- [УСЛОВИЕ ЗАДАЧИ A]
Из какой ткани был сшит греческий хитон Зины, о котором говорится в отрывке ниже?

На самом деле все запрещения Чека не стоили и выеденного яйца. Он просто боялся: на артистов свалилась популярность, они становились морально и экономически независимыми, а значит, выходили из-под его влияния.
Несмотря на все эти сложности внутренней жизни, мы наслаждались весной и всеми подарками судьбы.
Зеленоглазая Зина в греческом хитоне из крепдешина цвета чайной розы, который она сшила себе в пошивочном цехе театра Сатиры, стремительно расхаживала по апартаментам «Астории», при виде Андрея у нее вздымалась грудь и она громко восклицала:
– Завтра едем в Палоск! – на ее языке это был Павловск. – Какой там паркет! – продолжала она.
В какой-то степени она соотносила себя с царицей Марией Федоровной и хотела такой же паркет, бюро, маленький столик, веджвуд и все остальные предметы «Палоска». Она только не знала, что покойная Мария Федоровна, которой мы и обязаны изысканностью этого дворца, в подвальном помещении имела мастерские и сама вытачивала на токарном станке изумительные предметы и украшения. Мы объездили все дворцы в окрестностях Ленинграда, стояли с Андреем у могилы Блока на Волковом кладбище, гуляли по берегу Финского залива, вместе с чайками кричали – ка-а-ар! К-а-а-а-ар! И засветло возвращались в Ленинград.

- [ПРИВЕДЁННЫЕ ДАННЫЕ]
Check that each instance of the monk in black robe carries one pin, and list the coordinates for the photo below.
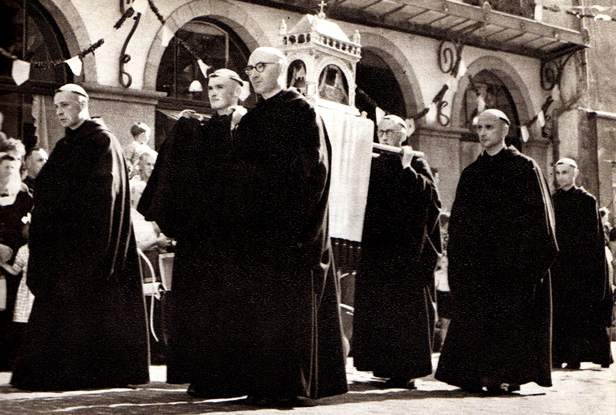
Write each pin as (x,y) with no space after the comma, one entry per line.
(582,296)
(186,197)
(87,328)
(501,246)
(289,341)
(392,325)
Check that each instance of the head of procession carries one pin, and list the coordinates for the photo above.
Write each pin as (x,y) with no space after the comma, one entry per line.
(566,171)
(392,131)
(266,70)
(71,103)
(492,126)
(224,90)
(141,132)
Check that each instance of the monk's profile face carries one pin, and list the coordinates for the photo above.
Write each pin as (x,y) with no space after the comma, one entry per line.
(391,133)
(223,92)
(565,176)
(492,132)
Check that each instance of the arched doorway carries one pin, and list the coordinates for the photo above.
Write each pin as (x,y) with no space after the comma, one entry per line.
(179,74)
(377,86)
(492,90)
(29,32)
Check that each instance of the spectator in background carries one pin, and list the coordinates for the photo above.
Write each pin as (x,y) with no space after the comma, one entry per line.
(443,295)
(501,246)
(581,290)
(83,267)
(141,137)
(33,162)
(145,166)
(185,196)
(401,243)
(15,204)
(604,214)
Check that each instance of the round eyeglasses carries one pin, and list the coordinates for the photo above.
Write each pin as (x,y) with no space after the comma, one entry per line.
(259,67)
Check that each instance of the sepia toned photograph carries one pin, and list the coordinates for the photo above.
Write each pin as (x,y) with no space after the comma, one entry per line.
(318,206)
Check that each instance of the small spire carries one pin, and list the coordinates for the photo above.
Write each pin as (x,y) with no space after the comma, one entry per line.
(322,5)
(283,27)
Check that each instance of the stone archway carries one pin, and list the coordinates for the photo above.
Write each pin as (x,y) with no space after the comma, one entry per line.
(509,77)
(400,67)
(225,12)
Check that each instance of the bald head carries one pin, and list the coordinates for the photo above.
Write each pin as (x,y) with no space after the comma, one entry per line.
(267,71)
(71,102)
(492,128)
(566,171)
(224,89)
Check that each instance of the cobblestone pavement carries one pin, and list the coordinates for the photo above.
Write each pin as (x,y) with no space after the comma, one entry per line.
(589,391)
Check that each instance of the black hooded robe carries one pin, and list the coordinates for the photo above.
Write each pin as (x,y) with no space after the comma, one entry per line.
(254,300)
(580,282)
(292,335)
(392,323)
(88,327)
(501,246)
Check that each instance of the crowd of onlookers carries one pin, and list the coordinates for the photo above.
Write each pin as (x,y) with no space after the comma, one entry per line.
(19,167)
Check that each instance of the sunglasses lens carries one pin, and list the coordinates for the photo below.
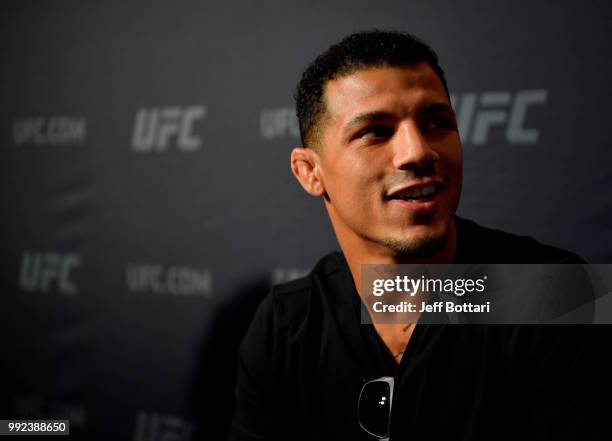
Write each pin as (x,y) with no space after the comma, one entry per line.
(374,407)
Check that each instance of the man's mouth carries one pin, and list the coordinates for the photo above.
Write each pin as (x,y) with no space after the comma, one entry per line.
(423,193)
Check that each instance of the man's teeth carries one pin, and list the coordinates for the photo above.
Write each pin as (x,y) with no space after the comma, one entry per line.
(418,193)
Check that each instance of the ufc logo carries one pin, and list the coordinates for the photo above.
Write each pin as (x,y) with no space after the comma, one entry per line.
(156,128)
(40,270)
(477,114)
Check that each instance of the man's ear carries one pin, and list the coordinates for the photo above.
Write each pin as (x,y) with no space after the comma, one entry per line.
(306,169)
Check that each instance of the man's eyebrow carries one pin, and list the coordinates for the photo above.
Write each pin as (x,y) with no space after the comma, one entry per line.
(369,117)
(437,108)
(381,115)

- [УСЛОВИЕ ЗАДАЧИ B]
Покажите все строки списка выше, где встречается слово «robe». Регистр букв учитывается.

- [ПОЛНОЕ РЕШЕНИЕ A]
Из крепдешина цвета чайной розы.

- [ПОЛНОЕ РЕШЕНИЕ B]
Check that each instance of the monk in black robe carries one pin, and list the coordinates for the photo below.
Check that each instance of the black hooded robe carries one pin, and list the coordinates for the photo above.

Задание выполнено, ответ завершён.